=== SET TASK ===
In the records below, locate the line containing "Please place a point on every instance of the granite", then extract it and all following lines exactly, ending with the last line.

=== RECORD EXTRACTS ===
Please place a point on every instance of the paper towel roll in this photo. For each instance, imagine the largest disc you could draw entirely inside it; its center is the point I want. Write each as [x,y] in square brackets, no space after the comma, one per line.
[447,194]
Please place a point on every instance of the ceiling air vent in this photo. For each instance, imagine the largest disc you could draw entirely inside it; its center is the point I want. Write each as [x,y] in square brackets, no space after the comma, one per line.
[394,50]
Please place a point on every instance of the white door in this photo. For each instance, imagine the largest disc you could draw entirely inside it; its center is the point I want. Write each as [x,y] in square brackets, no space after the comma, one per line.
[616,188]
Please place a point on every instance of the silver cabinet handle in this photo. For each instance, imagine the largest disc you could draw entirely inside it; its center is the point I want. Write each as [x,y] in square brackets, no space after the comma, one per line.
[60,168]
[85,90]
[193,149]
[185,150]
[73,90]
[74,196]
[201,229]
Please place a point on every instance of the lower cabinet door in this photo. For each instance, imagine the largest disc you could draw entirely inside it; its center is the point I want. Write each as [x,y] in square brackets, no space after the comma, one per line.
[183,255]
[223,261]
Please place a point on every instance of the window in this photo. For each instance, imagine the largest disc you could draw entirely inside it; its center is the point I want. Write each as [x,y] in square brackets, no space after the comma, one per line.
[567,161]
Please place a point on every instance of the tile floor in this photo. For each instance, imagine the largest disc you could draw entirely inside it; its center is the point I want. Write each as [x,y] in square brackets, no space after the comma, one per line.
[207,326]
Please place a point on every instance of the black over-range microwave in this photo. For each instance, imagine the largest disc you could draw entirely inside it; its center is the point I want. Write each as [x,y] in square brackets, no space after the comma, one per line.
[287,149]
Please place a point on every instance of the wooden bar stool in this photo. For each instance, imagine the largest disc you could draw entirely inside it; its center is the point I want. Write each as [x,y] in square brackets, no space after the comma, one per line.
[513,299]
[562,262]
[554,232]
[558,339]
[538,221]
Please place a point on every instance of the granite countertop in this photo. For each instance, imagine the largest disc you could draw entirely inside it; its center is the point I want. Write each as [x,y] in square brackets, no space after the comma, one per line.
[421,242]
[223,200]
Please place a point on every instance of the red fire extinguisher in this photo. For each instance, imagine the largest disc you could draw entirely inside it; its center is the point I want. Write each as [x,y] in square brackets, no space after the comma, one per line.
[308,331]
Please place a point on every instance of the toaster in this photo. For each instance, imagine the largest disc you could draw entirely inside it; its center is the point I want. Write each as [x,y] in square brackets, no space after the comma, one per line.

=== WRITTEN SOLUTION ===
Please place a point on every instance of the granite countertop in this photo. For each instance, imagine the largest disc you could draw entirely inside it; its center is the point I want. Write each as [x,y] in square brackets, no space after the comma, one per line.
[421,242]
[223,200]
Please place a point on every instance of the red fire extinguisher in this photo. For each instance, imagine the largest disc you could draw entirely inside it; its center is the point I want. Write each as [x,y] in square brackets, no space after the comma, one per line.
[308,331]
Please place a point on every instance of the toaster in this photo. For each instance, imagine the largest disc you could draw entirely inside it; its center is the point I want. Write each as [x,y] in square brackets, no space after the comma, one per line.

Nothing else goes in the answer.